原文抜粋 =
++++
グローバルキャリア塾 連載コラム

パレスチナ便り (第6回)

第6回:インターネットがつなぐパレスチナの家族

特定非営利活動法人 パレスチナ子どものキャンペーン
事務局長

田中 好子(たなか よしこ)

■特定非営利活動法人パレスチナ子どものキャンペーン事務局長。1986年の同キャンペーン設立に参加。パレスチナやレバノンの難民キャンプで、子どもの教育、保健、人権に関わる支援事業をコーディネート。国連パレスチナ問題NGO国際調整委員会委員、同アジア地域調整委員会委員を歴任。パレスチナのNGOはもとよりイスラエルの平和団体や各国のNGOとの関係が深い。 同キャンペーンは1996年に東京弁護士会人権賞を受ける。
翻訳書「イスラエル兵役拒否者からの手紙」(NHK出版)。


特定非営利活動法人 パレスチナ子どものキャンペーン

(2010年5月15日掲載)

パレスチナでも若者の関心事のひとつは携帯電話の新しい機種。少し前まで、アラブ世界でよく見る携帯電話は「ノキア」の地味なものでしたが、最近はカメラ付が増え、メール機能も充実し、TVを見られるのもあります。外見も派手になってきました。

アラブ世界では携帯電話が世代を超えて必須のアイテムです。インフラ整備が遅れたため固定電話の普及が進まず、より簡単なインフラで済む携帯ネットワークが普及しやすかったのが第一の理由です。それに輪をかけているのが、アラブ社会ではプライバシーがあまりないこと。未婚の若者は、男子でも一人暮らしをすることはほとんどありません。庶民の家では兄弟姉妹が多いから、個室を持っている若者もほとんどいないし、最近はイスラム色が強まっているから、男女が一緒に出歩いたり、一緒にお茶を飲むことは大学のキャンパスでも難しくなっています。そのため携帯電話やメールは、恋人や異性の友達との唯一のコミュニケーション手段なんです。
++++
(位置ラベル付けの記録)

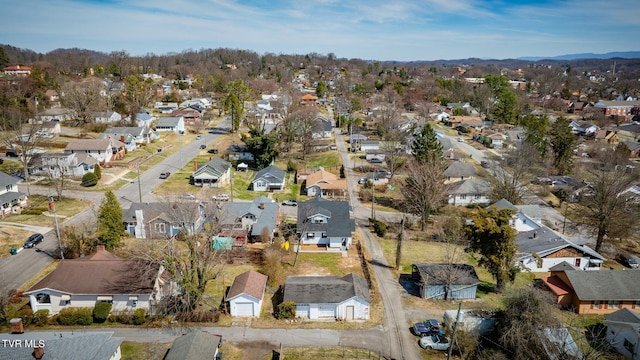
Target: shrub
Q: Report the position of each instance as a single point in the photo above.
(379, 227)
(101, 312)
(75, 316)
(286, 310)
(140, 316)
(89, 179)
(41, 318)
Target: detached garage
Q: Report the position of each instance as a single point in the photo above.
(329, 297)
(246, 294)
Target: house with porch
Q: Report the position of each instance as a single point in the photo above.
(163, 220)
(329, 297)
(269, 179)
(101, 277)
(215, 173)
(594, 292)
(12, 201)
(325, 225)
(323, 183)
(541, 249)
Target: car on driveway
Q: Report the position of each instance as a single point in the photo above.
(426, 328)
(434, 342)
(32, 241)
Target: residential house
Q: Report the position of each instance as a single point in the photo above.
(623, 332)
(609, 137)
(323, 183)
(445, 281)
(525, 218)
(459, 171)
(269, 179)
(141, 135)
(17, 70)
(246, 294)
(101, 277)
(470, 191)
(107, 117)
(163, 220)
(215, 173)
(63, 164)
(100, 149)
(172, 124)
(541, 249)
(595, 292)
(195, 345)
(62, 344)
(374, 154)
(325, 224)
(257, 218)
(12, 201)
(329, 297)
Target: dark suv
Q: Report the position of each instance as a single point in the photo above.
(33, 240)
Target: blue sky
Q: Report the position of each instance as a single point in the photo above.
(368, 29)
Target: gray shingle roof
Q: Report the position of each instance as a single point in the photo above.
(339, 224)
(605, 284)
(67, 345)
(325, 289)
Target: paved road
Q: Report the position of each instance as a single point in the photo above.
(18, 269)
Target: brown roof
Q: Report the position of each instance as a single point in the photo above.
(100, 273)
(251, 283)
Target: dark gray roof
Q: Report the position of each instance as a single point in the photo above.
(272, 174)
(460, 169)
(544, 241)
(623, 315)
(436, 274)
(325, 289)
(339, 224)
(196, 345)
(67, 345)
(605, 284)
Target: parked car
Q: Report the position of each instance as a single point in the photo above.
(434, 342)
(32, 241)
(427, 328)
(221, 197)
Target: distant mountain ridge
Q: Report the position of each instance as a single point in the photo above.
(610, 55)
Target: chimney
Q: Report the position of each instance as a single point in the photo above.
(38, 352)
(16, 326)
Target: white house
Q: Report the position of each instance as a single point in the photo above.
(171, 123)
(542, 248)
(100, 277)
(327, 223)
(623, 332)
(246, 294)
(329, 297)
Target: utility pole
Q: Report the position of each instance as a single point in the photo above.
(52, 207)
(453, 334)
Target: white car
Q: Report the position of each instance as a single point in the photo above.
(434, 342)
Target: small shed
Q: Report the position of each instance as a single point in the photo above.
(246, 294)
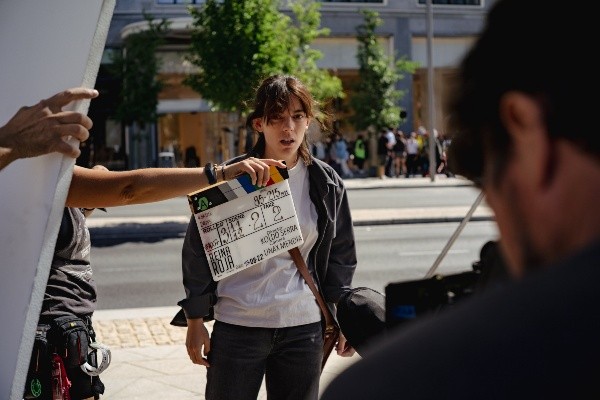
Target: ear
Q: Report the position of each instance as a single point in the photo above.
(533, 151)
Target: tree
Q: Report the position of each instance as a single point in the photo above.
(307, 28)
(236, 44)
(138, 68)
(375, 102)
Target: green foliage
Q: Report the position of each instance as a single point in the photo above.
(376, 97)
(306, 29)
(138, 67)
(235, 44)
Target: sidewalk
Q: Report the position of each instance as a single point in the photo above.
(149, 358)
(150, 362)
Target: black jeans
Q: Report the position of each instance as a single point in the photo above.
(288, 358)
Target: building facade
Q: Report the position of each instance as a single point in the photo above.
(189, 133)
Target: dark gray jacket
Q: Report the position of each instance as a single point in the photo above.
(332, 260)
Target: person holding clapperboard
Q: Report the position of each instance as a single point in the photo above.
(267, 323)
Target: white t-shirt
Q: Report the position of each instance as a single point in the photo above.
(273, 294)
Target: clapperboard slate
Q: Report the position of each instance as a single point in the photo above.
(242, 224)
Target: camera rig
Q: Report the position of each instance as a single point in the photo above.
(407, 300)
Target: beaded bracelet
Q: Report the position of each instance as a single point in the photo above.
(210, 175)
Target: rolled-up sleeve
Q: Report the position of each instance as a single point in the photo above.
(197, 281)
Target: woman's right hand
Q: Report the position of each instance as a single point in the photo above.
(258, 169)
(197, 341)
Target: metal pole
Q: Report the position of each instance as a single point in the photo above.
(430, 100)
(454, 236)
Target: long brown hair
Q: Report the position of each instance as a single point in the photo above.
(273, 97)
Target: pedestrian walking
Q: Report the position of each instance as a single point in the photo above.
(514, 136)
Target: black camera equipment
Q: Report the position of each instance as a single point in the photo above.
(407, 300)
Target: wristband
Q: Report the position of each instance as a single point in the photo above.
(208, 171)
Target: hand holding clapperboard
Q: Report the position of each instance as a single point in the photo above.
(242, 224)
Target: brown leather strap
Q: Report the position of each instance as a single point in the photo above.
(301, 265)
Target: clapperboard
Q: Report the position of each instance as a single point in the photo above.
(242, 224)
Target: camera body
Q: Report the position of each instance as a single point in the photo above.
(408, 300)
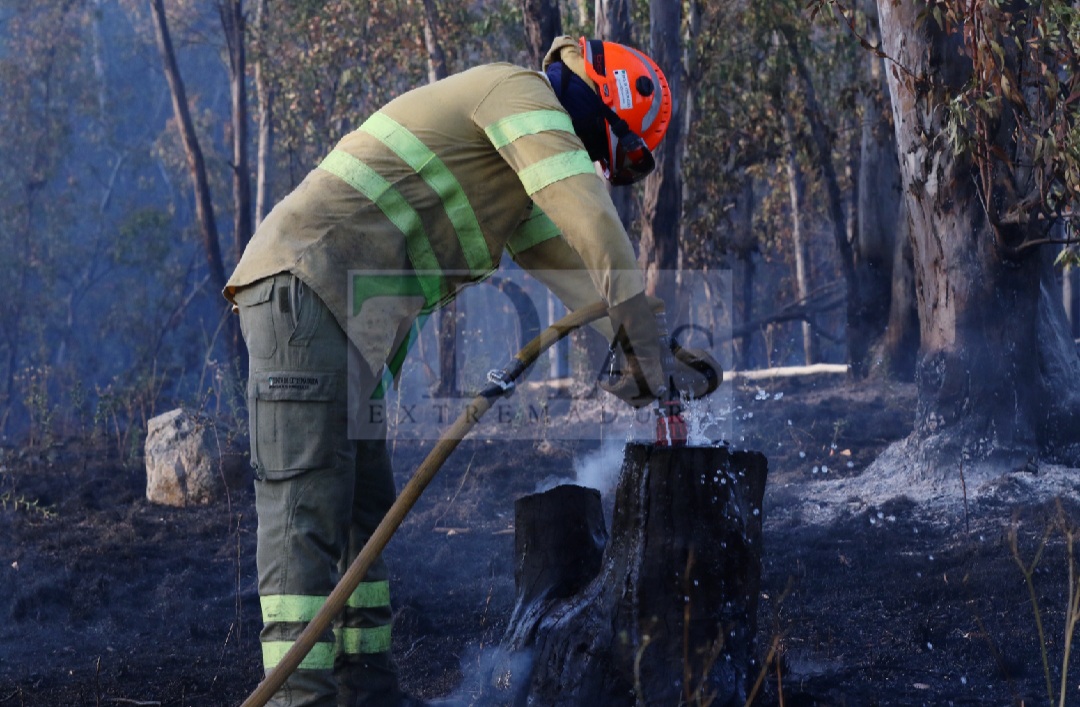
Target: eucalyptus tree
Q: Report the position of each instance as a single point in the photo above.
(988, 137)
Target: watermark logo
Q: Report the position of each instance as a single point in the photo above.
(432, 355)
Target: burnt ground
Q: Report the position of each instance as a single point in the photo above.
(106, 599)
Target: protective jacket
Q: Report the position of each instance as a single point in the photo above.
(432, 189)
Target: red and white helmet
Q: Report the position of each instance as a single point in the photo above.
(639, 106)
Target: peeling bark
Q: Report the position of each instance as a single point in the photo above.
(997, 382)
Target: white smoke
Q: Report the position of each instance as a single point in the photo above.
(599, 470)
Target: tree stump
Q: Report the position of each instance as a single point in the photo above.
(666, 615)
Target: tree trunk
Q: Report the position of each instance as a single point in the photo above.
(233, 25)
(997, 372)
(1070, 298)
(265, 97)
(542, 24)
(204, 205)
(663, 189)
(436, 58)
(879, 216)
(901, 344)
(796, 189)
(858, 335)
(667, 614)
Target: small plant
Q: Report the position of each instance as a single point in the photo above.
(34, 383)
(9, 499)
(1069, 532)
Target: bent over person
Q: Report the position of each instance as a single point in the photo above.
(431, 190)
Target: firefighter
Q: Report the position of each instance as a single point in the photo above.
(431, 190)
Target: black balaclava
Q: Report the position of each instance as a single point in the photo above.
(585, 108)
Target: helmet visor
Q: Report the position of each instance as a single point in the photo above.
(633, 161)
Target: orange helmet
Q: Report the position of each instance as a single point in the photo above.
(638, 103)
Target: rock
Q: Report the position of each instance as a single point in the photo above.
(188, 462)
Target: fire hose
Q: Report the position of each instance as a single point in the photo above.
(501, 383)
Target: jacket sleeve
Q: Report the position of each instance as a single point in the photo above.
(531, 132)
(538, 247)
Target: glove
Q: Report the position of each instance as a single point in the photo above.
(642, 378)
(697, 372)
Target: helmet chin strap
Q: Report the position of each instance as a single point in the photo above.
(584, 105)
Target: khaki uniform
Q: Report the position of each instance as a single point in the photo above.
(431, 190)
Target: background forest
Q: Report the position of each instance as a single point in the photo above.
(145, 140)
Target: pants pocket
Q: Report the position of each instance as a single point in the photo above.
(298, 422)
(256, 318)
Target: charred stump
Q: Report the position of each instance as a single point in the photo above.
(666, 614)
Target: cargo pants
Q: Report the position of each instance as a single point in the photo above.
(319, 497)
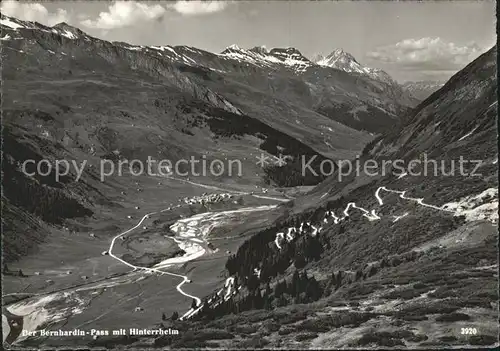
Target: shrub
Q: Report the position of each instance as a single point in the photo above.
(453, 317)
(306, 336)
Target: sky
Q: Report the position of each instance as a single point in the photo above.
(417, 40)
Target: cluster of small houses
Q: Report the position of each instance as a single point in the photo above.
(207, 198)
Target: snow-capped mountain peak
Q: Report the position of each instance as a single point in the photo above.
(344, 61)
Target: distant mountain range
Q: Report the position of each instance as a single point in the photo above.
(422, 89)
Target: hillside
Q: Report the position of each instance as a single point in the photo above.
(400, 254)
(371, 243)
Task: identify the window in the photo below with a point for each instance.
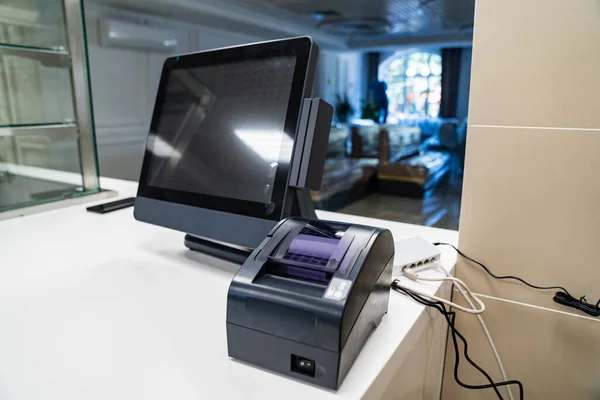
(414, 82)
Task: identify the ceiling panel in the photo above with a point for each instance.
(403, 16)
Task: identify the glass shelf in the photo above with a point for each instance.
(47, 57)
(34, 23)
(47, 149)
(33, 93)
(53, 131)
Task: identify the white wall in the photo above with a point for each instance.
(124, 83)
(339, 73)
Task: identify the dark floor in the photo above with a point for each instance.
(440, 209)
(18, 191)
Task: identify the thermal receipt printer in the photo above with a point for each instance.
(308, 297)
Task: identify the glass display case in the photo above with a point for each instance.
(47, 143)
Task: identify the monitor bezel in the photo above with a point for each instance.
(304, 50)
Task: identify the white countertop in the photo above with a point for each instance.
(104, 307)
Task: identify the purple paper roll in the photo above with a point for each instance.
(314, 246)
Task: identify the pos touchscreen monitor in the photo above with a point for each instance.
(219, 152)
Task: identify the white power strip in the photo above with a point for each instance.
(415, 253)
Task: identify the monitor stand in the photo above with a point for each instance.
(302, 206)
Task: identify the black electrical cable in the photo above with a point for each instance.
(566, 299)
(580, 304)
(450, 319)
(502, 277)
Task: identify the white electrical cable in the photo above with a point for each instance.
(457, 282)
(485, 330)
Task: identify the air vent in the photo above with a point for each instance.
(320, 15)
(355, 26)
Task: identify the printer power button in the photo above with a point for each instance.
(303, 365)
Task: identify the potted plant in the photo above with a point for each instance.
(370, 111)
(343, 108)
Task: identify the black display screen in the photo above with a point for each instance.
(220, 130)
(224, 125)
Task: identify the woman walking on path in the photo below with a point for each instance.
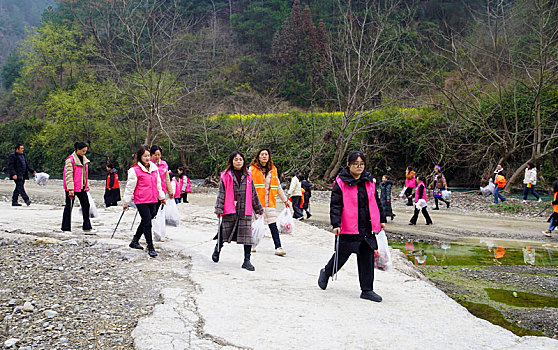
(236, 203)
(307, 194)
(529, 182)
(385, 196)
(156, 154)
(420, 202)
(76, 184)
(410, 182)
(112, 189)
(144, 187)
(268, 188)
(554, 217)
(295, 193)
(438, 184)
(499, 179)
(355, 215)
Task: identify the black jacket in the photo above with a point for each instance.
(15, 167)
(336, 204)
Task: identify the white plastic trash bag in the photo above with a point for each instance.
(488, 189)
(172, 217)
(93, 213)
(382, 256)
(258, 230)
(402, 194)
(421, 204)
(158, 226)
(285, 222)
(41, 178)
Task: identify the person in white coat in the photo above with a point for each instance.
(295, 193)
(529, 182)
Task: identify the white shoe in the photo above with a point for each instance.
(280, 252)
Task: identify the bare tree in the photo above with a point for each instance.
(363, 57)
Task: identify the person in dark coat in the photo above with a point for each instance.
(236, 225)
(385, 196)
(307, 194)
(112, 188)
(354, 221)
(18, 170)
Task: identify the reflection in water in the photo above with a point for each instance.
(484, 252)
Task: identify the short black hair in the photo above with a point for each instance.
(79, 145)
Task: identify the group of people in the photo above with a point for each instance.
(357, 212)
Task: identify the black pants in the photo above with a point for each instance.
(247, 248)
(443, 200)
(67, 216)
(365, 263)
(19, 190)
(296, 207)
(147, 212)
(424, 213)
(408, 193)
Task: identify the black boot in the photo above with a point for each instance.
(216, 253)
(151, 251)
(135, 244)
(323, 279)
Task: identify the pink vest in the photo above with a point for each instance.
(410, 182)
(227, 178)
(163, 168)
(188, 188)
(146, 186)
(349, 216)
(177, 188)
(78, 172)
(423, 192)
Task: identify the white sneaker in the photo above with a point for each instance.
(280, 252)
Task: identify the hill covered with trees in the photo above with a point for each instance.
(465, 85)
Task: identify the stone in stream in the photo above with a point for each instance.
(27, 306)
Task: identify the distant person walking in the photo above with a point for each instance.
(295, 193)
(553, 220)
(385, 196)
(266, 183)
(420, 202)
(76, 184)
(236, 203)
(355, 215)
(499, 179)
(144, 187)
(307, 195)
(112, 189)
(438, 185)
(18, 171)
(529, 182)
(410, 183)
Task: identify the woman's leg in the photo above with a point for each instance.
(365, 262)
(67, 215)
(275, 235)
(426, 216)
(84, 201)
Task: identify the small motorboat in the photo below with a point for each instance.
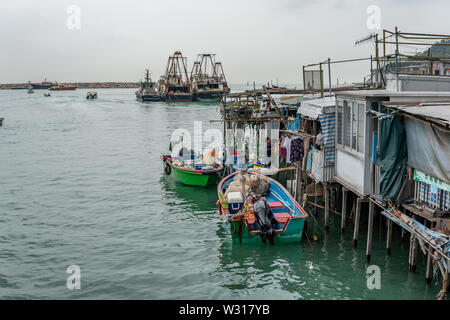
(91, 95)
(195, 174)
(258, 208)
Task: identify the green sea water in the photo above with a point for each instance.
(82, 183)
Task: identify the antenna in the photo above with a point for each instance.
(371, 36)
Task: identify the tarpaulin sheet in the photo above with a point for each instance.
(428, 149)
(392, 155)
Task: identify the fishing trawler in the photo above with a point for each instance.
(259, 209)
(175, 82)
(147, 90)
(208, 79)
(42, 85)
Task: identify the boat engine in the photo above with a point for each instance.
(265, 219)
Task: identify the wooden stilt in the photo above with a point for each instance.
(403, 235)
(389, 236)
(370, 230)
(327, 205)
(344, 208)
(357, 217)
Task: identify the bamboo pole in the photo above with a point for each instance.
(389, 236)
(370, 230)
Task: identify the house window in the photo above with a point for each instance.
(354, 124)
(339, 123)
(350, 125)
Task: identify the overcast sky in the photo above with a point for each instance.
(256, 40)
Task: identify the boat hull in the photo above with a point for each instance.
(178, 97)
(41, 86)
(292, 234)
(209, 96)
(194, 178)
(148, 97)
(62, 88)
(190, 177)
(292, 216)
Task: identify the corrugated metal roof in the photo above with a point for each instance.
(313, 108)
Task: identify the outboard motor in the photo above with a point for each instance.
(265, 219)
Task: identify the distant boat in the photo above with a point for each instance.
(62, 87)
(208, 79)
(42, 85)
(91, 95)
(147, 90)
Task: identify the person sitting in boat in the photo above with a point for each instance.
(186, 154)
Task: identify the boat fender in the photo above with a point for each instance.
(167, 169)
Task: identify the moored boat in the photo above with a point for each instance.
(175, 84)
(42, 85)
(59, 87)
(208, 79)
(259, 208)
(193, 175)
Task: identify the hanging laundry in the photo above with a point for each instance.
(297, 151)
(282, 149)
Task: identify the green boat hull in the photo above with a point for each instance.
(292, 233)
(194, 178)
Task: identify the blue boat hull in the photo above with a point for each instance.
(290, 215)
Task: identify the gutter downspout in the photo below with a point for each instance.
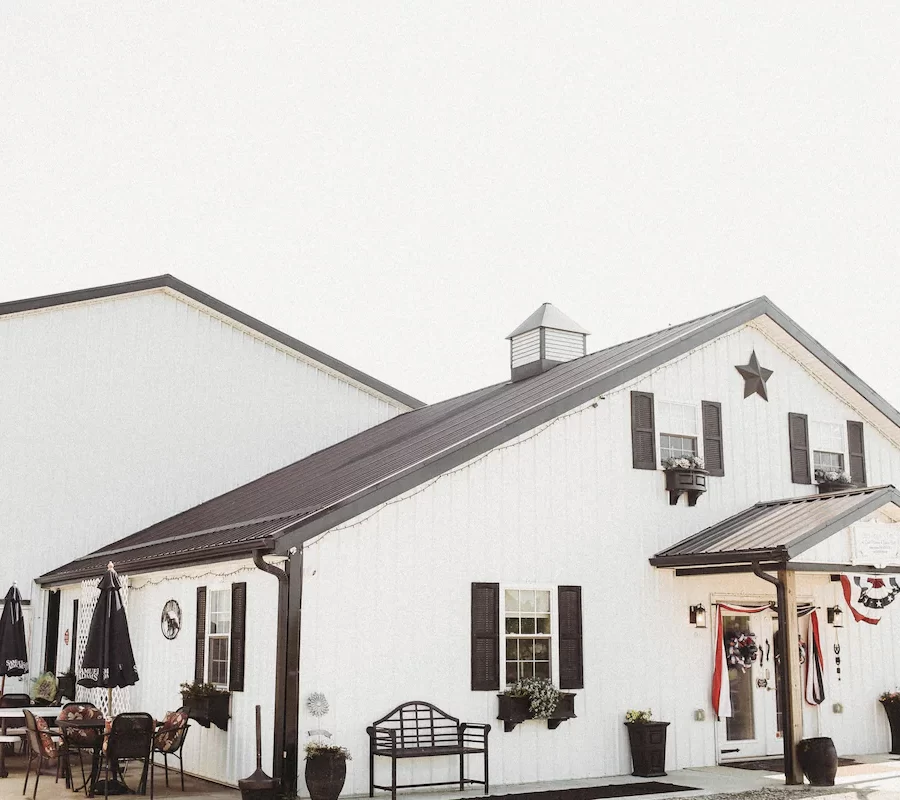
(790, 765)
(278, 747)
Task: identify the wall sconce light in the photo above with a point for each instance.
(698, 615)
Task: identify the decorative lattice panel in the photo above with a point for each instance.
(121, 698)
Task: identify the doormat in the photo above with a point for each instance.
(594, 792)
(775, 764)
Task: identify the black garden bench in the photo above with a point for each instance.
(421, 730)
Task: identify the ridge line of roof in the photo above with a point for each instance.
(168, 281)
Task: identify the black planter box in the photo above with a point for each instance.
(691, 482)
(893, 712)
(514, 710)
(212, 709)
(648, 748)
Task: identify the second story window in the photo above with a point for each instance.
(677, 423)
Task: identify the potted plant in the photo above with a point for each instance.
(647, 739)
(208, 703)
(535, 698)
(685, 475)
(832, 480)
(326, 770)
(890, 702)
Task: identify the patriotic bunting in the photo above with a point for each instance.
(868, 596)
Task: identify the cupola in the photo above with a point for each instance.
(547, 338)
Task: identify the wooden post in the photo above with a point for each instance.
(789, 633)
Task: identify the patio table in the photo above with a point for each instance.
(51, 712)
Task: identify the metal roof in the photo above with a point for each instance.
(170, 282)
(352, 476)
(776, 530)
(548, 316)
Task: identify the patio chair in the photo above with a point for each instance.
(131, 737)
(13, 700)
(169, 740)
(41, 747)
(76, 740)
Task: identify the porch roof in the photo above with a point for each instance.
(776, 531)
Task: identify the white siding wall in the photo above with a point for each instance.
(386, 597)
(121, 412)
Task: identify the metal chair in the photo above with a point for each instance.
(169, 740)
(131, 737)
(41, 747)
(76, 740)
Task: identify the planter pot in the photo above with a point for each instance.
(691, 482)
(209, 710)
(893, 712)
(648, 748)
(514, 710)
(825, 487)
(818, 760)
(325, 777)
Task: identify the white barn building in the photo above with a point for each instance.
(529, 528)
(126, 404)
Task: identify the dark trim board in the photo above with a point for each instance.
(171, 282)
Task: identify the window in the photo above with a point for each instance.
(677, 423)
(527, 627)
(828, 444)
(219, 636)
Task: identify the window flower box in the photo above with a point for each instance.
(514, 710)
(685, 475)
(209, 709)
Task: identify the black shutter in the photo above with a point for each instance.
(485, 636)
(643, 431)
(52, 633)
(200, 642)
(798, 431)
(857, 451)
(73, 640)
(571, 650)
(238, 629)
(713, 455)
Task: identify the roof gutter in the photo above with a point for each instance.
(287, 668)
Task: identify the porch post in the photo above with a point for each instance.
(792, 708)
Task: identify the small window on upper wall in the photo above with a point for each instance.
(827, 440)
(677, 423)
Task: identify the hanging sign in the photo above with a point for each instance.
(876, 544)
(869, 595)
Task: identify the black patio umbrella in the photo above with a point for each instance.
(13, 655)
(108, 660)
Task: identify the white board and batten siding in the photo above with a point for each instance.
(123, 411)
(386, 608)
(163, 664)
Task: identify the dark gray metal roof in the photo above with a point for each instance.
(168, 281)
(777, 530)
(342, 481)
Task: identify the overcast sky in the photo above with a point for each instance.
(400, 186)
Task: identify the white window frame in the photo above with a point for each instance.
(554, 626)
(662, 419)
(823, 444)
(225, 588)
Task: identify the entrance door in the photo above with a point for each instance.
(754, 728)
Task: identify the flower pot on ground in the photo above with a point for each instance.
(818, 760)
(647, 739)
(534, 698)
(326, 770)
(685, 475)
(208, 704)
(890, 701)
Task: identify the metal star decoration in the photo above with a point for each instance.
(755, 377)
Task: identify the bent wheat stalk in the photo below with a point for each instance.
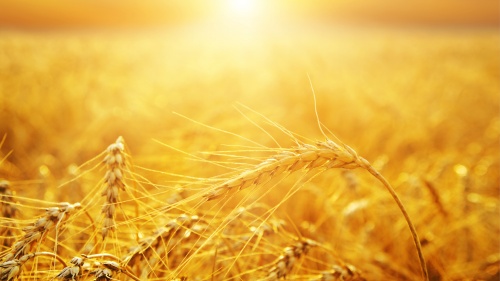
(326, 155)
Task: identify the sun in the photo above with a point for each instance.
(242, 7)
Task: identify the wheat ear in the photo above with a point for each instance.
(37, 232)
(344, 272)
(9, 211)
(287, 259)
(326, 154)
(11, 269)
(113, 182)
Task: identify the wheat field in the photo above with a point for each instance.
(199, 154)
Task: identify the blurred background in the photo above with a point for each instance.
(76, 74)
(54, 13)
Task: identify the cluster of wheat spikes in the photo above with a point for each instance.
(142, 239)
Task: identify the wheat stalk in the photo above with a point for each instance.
++++
取り組む課題 =
1. コラム「パレスチナ便り」について、次の問いに答えなさい。
(a) 筆者が設立に参加したキャンペーンは、何年に設立されたか。
(b) そのキャンペーンが1996年に受けた賞は何か。
(c) アラブ世界で携帯電話が普及しやすかった第一の理由は何か。
2. コラム「パレスチナ便り」の本文を、最後の文の後から再開して書き継ぎなさい。

解答一覧 =
1.
(a) 1986年
(b) 東京弁護士会人権賞
(c) インフラ整備が遅れたため固定電話の普及が進まず、より簡単なインフラで済む携帯ネットワークが普及しやすかったこと

2.
もうひとつ重要なのが、コミュニケーションが会話中心だということ。毎日顔を合わす家族や友達とでも何時間でも飽きることなくおしゃべりが続きますから、日本の家族はなんて静かなんだろうと思ってしまいます。こんなに仲の良いパレスチナ人の家族なのに、パレスチナでは職がないためどこの家でも誰かが出稼ぎや移民で世界中に散らばっています。
だから携帯が鳴れば、会議中だろうが、手術中だろうが「もしもし」が始まってしまうのです。というのも、家族からの電話は、重要な知らせかもしれないから。即刻書類を整えてビザの申請をしないと、故郷に戻れなくなってしまうのかもしれないし、検問所が閉まりそうだから、すぐに出発しなければならないのかもしれない。それどころか、難民キャンプが攻撃されて家族に犠牲が出たのかもしれない・・・。もっとも、多くの場合は幸いなことにそれほど深刻なテーマではないのですが。

しかし、国交がないと電話回線は繋がりません。だから、イスラエルとシリアやレバノンの間は電話が通じません。イスラエルの占領下にあるパレスチナ自治区も、インフラはイスラエルが支配しているのでレバノンやシリアとはつながりません。パレスチナにいる家族とシリアやレバノンに離れている家族は、面倒な第三国経由の通話をしていたものです。

しかし、電話と違ってインターネットは簡単に国境を越えられます。「Across the Border」というプロジェクトが少し前にありましたが、これは直接行き来ができないばかりか、電話もかけられないガザとレバノンにあるパレスチナ難民キャンプをインターネットでつなぐものでした。

最近発見した驚きは、友人の一族がその苗字をドメインにしていることです。ガザの有力な一族でしたが、戦争と封鎖によって多くのメンバーがガザを離れ、ほかのアラブ諸国や欧米に移住して行ったのです。その人たちがいまやネットだけで繋がっているのです。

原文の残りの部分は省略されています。